(Entries taken from a collection)
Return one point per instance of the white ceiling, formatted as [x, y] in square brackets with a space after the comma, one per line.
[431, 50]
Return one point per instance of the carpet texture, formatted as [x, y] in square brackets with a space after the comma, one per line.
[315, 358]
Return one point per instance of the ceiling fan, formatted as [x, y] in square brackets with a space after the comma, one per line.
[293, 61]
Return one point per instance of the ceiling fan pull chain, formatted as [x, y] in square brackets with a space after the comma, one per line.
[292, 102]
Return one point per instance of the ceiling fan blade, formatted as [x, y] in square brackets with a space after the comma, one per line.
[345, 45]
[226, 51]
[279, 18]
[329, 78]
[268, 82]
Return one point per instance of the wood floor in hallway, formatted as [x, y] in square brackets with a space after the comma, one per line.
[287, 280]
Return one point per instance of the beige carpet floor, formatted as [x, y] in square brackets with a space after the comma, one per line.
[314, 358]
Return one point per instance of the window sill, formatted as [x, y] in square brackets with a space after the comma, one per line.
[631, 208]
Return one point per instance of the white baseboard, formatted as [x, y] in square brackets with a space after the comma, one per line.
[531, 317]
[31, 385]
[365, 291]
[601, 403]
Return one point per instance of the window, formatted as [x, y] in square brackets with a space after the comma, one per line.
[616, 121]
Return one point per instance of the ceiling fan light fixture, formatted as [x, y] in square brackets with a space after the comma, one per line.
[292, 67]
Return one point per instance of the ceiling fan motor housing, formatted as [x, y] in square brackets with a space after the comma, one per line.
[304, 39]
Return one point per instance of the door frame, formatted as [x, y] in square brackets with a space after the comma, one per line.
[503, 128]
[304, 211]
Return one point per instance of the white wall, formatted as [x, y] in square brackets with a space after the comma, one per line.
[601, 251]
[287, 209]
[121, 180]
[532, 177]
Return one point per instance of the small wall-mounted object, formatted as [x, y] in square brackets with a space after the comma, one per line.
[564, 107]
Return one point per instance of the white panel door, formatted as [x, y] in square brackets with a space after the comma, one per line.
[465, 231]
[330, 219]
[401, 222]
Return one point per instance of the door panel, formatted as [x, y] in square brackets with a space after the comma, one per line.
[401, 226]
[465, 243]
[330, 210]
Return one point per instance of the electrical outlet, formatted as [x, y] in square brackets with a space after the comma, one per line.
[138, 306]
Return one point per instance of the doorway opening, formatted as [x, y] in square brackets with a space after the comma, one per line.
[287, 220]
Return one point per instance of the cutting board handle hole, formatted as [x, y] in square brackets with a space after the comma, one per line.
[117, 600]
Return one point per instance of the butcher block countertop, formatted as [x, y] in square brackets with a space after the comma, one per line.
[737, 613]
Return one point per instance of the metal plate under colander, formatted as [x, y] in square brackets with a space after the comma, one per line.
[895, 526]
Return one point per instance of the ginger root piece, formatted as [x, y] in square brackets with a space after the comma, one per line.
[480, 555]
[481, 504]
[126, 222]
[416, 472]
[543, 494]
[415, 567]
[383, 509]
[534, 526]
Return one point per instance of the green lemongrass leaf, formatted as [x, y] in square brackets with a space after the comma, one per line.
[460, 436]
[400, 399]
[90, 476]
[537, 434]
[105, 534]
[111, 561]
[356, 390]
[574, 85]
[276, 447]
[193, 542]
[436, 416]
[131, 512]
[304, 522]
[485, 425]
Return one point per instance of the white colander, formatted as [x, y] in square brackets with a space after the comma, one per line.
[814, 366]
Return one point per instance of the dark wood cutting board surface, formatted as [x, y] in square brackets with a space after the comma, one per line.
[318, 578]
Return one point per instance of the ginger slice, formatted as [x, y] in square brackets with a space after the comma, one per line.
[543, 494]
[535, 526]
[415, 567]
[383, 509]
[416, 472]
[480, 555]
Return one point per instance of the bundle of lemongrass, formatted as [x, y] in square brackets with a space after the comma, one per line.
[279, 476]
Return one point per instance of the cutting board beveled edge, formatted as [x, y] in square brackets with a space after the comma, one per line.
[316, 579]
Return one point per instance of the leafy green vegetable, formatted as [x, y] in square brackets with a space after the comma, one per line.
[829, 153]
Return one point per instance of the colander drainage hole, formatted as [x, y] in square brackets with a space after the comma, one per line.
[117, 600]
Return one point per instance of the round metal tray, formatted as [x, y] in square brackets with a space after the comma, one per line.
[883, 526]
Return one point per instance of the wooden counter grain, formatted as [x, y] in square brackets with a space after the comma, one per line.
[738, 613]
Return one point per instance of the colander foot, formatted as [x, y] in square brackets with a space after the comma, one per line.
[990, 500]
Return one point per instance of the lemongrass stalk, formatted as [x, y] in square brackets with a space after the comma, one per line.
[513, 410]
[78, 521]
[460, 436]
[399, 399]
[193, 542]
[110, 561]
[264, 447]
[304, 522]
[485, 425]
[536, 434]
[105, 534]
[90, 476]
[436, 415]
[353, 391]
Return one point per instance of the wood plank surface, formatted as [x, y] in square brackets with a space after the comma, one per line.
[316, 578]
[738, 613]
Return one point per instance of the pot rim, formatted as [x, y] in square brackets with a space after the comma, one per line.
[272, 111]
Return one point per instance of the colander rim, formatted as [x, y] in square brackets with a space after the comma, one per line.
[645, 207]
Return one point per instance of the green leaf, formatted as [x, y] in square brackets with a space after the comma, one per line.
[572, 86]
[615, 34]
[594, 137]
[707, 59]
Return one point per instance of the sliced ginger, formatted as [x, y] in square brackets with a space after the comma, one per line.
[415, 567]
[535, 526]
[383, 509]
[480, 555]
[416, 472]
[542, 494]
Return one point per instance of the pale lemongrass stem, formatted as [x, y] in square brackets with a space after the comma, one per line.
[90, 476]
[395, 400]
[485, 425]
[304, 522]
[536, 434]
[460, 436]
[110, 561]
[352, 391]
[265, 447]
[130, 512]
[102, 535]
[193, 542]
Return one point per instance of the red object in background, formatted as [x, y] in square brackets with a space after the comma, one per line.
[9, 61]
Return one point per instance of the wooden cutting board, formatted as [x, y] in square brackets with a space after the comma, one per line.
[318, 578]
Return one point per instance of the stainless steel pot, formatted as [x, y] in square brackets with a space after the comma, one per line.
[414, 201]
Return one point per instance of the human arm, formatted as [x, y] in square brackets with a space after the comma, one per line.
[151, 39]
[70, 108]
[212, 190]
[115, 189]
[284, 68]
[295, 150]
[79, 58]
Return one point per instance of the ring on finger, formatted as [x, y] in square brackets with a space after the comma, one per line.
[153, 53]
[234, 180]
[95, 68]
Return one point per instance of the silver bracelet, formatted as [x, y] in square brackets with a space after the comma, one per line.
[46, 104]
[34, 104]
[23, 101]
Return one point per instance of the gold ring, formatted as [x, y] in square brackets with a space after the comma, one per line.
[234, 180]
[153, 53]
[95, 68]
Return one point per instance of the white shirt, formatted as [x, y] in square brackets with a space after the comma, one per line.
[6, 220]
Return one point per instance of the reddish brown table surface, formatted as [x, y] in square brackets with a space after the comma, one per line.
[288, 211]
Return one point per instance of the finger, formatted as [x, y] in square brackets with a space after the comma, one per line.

■ What this task involves
Set down the entries above again, word for word.

■ Result for this exercise
Return one point per instance of the white ceiling, formatted as [x, y] in square brackets with a space after the comma, one per line.
[431, 50]
Return one point per instance of the carpet texture, formatted as [x, y] in square brackets with a space after the comma, one per line.
[315, 358]
Return one point per instance of the ceiling fan, formatted as [x, y] in square brackets with a space after the comma, one per line.
[293, 61]
Return one point per instance of the ceiling fan pull chain, formatted as [x, y] in square brackets with a space after the comma, one per line.
[292, 102]
Return one point per instance of the ceiling fan blade, formatted as [x, y] in square brackets with a space after the comma, one per line.
[345, 45]
[226, 51]
[279, 18]
[329, 78]
[268, 82]
Return one point per instance of the wood floor in hallway, formatted as [x, y] in square brackets with a space after the comma, one per line.
[287, 280]
Return one point per instance of the beige carpet floor, formatted as [x, y] in square brackets with a space after the comma, one per line.
[314, 358]
Return one point per instance of the window sill, formatted as [x, y] in square brackets with a space after the comma, one per line.
[631, 208]
Return one point per instance of the white baseboard, formatted as [x, y] in square brackets with a space after the comma, one per line.
[531, 317]
[31, 385]
[365, 291]
[601, 403]
Return one point per instance of the window, formatted as [x, y] in square brackets with a space after the comma, one per line.
[616, 121]
Return one point per instance of the ceiling fan light fixture, formatted as [x, y] in square brackets with a space after the comma, one per line.
[292, 67]
Return one point per instance of the ceiling fan motor housing, formatted as [x, y] in square brackets with a space after the comma, one per line.
[304, 39]
Return one point per instance of the door frame, formatted as [x, y] in square brackets with a space after the comma, one per line.
[503, 128]
[304, 211]
Return one point per instance of the white wall, formatted as [x, y] in square brackets with a space after the comma, one per line.
[601, 251]
[287, 209]
[121, 180]
[532, 177]
Return one point per instance of the small wall-mounted object, formatted as [x, y] in square brackets with a space after the comma, one per line.
[564, 107]
Return one point per instance of the white panel door, formatted as [x, y] in square brackets with a space after the comma, one per line.
[465, 231]
[330, 219]
[401, 222]
Return one point per instance of the door panel, formatted as [x, y] in square brackets with a space after the comma, one per line.
[401, 226]
[465, 243]
[330, 210]
Return one point per instance of the electrical outlet, formatted as [x, y] in square brackets with a space after the comma, one per line.
[138, 306]
Return one point per instance of the doorway opening, formatted as [x, y] in square brackets with a space after the comma, one per line.
[287, 220]
Return one point per instance of the cutting board handle hole, formatted as [x, y] in square brackets with a space after the comma, one per line.
[117, 600]
Return one point per instance of the butcher block countertop, formatted as [x, y] in square brackets with a space after the comma, one per line.
[737, 613]
Return one point per instance of the metal plate under colander, formatted as [x, y] in square brackets with a space after the comma, one per line.
[895, 526]
Return one point per instance of the ginger root piece, formatted as [x, y] in square brackets with a space after the comma, one per line.
[480, 555]
[481, 504]
[126, 222]
[416, 472]
[543, 494]
[415, 567]
[383, 509]
[534, 526]
Return one point per instance of the green lemongrass leaf, formatted as [x, y] in square brackets with a space after the comma, one per line.
[460, 436]
[400, 399]
[90, 476]
[537, 434]
[105, 534]
[111, 561]
[356, 390]
[574, 85]
[276, 447]
[193, 542]
[436, 416]
[131, 512]
[304, 522]
[485, 425]
Return one point per instance of the white colander, formatted as [x, y] in square brackets with a space after the comma, one per line.
[814, 366]
Return one point per instance of the dark wood cutting board surface, formatted as [x, y] in square brackets with a space after the comma, one per line.
[318, 578]
Return one point per instance of the ginger slice, formatted as [x, y] in square brackets with a space after the comma, one per line.
[543, 494]
[535, 526]
[415, 567]
[383, 509]
[416, 472]
[480, 555]
Return one point per instance of the bundle of lemongrass, formatted as [x, y] in square brackets with a space after the comma, one per line.
[279, 476]
Return one point per instance of the cutting board beveled edge, formatted as [x, y] in square brackets with a space after the comma, one per line.
[316, 579]
Return one point per instance of the leafy green vegetable, formatted as [x, y] in square brackets with a space after the comma, one per line.
[829, 153]
Return one point per instance of the colander drainage hole, formatted as [x, y] in square brackets with a space after the comma, one per line.
[117, 600]
Return one point per instance of the round metal tray, formatted as [x, y] in square brackets with a space after the comma, one per line.
[883, 526]
Return one point per instance of the wooden counter grain, formatted as [x, y] in square brackets with a space after the comma, one per line.
[738, 613]
Return one point per instance of the colander foot, formatted as [x, y] in square brackets with a space after the comma, one per line.
[990, 500]
Return one point per instance of the lemongrass stalk, formatted as [x, y] in square brackets with a space after the comma, one per line.
[513, 410]
[78, 521]
[460, 436]
[399, 399]
[193, 542]
[110, 561]
[264, 447]
[304, 522]
[485, 425]
[536, 434]
[105, 534]
[90, 476]
[436, 415]
[353, 391]
Return one point per instance of the wood plank surface, formatted as [x, y] in square brackets with a space after the comma, one per line.
[316, 578]
[738, 613]
Return one point per instance of the pot rim, formatted as [x, y] in square brackets with a space after the comma, one per line.
[272, 111]
Return one point per instance of the colander rim, formatted as [x, y] in square brackets with a space after the comma, one per line.
[645, 207]
Return one point per instance of the green leaf, formatted as [x, y] in square brackets with a space after the comma, one per line.
[572, 86]
[615, 34]
[594, 137]
[707, 59]
Return one point per instance of the sliced ginger, formatted as [x, y] in square brackets with a space after the comma, one per line.
[415, 567]
[535, 526]
[383, 509]
[480, 555]
[416, 472]
[542, 494]
Return one point per instance of the pale lemongrass stem, formatted as [x, y] in square brackets with a space after the comma, one per line.
[90, 476]
[395, 400]
[485, 425]
[304, 522]
[536, 434]
[460, 436]
[110, 561]
[352, 391]
[265, 447]
[130, 512]
[102, 535]
[193, 542]
Return one point per instance of the red object in background, formatted as [x, y] in square brackets with a space after the comma, one per line.
[9, 61]
Return one point per instance of the wooden cutting board, formatted as [x, y] in square brackets with a space after the comma, one per line.
[318, 578]
Return one point per instance of the stainless steel pot, formatted as [x, y] in square brackets with a space after the comma, one per line.
[414, 201]
Return one point per instance of the human arm, formatted as [x, y] in square brackets with a space after the comma, one per line.
[151, 39]
[70, 108]
[212, 190]
[115, 189]
[284, 68]
[295, 150]
[79, 58]
Return one point per instance of the ring on finger, formatted as [x, y] in square brackets with a space after the comma, one per line.
[153, 53]
[234, 180]
[95, 68]
Return one point per instance of the silver bracelet, formatted as [x, y] in square brackets with a space after the comma, one per line.
[46, 104]
[34, 104]
[23, 101]
Return one point per instance of the gold ring, formatted as [x, y] in square brackets with a space after the comma, one per line.
[234, 180]
[153, 53]
[95, 68]
Return one point per instance of the white shirt, formatted as [x, y] in square brackets with a space after the comma, one per line.
[6, 220]
Return one point per instance of the reddish brown table surface, formatted as [x, y] in square brackets with a space after the comma, one per line.
[288, 211]
Return one point per instance of the finger, formatted as [x, y] in square brackets with a space after the comma, one per line.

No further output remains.